● **Data rows**:
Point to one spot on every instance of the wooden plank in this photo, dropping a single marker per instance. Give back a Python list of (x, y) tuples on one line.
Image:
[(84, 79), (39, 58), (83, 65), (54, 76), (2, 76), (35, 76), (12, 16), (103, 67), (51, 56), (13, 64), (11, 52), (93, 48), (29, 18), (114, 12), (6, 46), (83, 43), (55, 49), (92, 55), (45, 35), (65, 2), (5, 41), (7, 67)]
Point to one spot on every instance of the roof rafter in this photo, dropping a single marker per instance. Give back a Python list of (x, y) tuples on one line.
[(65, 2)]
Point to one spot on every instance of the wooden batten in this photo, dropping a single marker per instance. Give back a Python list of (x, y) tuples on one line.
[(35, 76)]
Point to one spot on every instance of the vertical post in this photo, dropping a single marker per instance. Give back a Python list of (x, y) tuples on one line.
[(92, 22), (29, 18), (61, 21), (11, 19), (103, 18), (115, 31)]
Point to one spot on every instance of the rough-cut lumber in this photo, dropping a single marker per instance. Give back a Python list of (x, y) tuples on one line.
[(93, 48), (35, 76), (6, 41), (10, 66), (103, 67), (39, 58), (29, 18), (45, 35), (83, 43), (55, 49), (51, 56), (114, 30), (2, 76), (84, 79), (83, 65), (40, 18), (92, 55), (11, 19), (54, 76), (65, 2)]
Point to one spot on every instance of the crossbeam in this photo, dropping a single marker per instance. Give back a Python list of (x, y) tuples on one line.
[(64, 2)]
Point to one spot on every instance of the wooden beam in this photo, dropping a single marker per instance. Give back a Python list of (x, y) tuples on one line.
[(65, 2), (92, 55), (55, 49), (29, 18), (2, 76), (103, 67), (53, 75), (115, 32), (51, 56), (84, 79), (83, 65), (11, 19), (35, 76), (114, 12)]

...

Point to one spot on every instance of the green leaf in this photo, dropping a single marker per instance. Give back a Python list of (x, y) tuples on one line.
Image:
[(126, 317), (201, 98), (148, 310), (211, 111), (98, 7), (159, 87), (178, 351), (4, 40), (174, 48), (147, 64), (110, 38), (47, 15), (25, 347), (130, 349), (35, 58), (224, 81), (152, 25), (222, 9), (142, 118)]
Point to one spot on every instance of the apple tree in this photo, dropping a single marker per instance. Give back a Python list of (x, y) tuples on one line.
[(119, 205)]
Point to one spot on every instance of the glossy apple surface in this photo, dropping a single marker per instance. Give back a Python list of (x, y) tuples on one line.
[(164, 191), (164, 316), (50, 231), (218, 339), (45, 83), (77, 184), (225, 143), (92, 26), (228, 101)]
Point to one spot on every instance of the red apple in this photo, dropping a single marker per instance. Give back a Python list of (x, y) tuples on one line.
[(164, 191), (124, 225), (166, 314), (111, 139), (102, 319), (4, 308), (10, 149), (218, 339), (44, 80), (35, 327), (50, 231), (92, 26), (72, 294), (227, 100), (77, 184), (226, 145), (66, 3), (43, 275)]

● **Stated exercise**:
Locate every line in the material above that contains the string "apple" and copy each of those lines. Case counts.

● **Task answer**:
Point to one spot on every instance of the apple tree in this photo, dropping a single marker per instance. Give back a Python list of (x, y) tuples on one line.
Point to one spot on every instance of the glossy apple surface in this photo, dropping a single marker per instance. Give back a Python list of (x, y) tuples on one line.
Point to one spot on every instance of the red apple in this photo, dropping a single marker per instance. Give back a Python list of (x, y) tuples on one line.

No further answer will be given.